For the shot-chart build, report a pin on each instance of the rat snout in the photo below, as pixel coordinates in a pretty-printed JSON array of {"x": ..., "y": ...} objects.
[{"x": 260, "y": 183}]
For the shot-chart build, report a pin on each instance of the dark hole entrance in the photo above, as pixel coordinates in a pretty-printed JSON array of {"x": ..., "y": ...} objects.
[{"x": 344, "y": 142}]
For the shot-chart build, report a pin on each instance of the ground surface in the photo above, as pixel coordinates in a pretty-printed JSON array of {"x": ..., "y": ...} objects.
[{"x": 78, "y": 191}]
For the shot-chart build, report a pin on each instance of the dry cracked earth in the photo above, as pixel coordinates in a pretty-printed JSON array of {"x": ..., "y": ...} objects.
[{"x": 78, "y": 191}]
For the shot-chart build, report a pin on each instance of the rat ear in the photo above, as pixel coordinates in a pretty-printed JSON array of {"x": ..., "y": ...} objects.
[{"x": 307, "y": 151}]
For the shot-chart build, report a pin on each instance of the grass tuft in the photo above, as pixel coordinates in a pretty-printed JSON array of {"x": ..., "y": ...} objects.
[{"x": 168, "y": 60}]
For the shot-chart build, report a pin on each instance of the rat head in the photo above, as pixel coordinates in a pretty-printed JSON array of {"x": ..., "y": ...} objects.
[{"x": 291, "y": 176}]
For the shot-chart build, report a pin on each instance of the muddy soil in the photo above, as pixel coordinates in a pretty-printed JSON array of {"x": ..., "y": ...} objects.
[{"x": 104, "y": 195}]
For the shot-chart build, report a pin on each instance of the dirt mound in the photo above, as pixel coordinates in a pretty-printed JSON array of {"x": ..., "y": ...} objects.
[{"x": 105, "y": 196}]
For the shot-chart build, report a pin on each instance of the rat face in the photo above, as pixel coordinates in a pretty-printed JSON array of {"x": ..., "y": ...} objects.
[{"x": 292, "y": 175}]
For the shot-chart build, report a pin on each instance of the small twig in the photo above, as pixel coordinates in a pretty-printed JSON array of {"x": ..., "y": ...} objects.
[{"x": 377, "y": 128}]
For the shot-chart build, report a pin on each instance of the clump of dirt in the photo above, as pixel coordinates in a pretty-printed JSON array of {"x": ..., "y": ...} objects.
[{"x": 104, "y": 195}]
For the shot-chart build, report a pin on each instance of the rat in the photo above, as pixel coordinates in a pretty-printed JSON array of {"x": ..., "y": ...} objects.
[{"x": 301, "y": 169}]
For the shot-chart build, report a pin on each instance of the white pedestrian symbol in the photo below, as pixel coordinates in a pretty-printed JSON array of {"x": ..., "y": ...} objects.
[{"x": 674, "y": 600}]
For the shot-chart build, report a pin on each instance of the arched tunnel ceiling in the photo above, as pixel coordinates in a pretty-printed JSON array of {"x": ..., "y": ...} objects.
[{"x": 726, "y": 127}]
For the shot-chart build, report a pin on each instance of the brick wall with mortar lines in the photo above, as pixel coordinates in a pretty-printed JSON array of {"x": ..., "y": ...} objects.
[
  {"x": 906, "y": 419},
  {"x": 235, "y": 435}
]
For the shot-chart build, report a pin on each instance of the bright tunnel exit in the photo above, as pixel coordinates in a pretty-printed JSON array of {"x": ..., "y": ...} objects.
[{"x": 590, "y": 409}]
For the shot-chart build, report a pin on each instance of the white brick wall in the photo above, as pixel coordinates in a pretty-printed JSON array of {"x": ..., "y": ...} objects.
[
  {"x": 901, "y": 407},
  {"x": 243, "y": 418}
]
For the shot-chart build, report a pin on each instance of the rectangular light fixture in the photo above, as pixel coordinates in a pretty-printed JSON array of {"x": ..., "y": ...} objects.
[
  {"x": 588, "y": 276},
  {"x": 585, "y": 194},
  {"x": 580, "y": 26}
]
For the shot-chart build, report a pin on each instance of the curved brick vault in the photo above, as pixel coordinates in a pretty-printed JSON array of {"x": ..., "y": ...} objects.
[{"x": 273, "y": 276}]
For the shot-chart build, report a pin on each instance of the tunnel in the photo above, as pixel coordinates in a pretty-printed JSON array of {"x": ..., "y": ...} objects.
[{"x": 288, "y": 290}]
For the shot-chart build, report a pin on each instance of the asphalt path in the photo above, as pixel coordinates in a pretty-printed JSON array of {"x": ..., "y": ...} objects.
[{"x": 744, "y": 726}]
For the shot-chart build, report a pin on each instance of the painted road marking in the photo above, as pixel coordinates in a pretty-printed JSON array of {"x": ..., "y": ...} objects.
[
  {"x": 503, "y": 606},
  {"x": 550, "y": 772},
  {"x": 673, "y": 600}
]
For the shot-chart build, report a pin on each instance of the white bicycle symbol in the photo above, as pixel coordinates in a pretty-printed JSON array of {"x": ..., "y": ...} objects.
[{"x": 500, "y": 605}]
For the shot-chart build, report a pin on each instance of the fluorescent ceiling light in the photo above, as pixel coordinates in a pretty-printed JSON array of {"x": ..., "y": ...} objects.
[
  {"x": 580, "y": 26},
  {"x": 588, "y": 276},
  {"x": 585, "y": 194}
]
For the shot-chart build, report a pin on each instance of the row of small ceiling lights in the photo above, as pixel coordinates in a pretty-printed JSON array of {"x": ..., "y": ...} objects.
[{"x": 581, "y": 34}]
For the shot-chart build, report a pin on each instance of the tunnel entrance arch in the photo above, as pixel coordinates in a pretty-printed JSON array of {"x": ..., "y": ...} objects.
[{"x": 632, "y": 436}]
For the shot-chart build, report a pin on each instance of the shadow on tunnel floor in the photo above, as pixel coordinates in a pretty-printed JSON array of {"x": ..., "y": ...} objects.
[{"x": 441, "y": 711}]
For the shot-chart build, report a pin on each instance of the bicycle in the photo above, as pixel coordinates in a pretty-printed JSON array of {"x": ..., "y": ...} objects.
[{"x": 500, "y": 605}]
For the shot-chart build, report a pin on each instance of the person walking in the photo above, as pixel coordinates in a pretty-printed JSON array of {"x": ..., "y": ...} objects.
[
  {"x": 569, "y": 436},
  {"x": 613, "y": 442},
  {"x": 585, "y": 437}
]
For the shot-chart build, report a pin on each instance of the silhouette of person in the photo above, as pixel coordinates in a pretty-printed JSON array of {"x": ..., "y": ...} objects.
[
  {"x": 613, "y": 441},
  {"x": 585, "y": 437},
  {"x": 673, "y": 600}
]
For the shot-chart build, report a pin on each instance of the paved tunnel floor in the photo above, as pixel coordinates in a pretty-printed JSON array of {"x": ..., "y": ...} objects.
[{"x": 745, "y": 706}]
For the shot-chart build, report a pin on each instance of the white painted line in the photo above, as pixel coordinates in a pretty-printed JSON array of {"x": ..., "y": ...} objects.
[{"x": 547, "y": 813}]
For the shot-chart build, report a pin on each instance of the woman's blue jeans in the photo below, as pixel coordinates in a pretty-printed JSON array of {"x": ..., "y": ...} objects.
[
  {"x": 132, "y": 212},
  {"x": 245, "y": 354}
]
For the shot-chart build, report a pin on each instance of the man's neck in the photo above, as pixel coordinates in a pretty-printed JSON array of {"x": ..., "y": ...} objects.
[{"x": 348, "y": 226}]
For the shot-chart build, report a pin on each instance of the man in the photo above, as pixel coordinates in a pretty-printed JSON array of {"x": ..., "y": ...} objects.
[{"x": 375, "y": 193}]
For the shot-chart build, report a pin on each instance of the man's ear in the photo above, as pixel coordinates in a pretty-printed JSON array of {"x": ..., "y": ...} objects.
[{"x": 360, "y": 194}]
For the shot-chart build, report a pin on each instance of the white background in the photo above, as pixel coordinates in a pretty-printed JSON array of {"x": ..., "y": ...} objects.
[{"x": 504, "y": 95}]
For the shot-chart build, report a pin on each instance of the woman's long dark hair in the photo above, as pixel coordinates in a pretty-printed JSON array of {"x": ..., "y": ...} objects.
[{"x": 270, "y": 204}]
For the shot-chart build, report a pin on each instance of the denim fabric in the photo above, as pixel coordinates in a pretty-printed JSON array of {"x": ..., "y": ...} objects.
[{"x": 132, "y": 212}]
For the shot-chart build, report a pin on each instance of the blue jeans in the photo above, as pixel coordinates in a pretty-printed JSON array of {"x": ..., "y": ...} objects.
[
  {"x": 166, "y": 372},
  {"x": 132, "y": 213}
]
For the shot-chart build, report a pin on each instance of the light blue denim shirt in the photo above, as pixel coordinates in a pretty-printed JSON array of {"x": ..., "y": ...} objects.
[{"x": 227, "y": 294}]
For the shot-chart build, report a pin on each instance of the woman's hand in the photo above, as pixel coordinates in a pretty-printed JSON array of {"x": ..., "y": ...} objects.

» Requirement
The line containing "the man's neck" marks the start; retype it and each line after it through the end of the records above, exactly.

» Exercise answer
For the shot-chart build, report a pin on each instance of the man's neck in the photo above, as pixel coordinates in a pretty-printed JSON array of {"x": ..., "y": ...} objects.
[{"x": 348, "y": 226}]
For the shot-chart build, report a pin on each instance of the man in the photo above, as pixel coordinates in a pretty-printed JSON array of {"x": ..., "y": ...} objects.
[{"x": 375, "y": 193}]
For the shot-chart build, report a pin on each instance of the man's ear in the photo above, as pixel coordinates in a pretty-printed JSON array of {"x": ..., "y": ...} objects.
[{"x": 360, "y": 194}]
For the shot-chart build, report a pin on each instance of the white background in the photo above, as pixel coordinates in a pretty-printed JSON array of {"x": ..., "y": ...} objects.
[{"x": 504, "y": 95}]
For the shot-chart build, report a pin on each instance of the woman's long dark hair in the photo above, as pixel coordinates in a pretty-printed JSON array of {"x": ..., "y": ...} objects.
[{"x": 270, "y": 204}]
For the shot-chart build, report a pin on each instance of the denim fabric in the photo above, as pixel coordinates in a pretty-printed JSON array of {"x": ..., "y": ...} objects.
[{"x": 132, "y": 212}]
For the shot-chart build, report a pin on each instance of the blue jeans in the photo above, as pixel coordinates in a pretty-printed JSON array of {"x": ..., "y": ...} objects.
[
  {"x": 166, "y": 372},
  {"x": 132, "y": 213}
]
For the shot-chart build, report a pin on each instance of the light blue denim shirt in the photo above, as pixel coordinates in a pretty-printed JSON array of {"x": ..., "y": ...} objects.
[{"x": 227, "y": 294}]
For the shot-chart build, report a pin on each instance of the woman's hand in the photo above, as pixel coordinates in a pretty-printed JSON array of {"x": ..., "y": ...} objects.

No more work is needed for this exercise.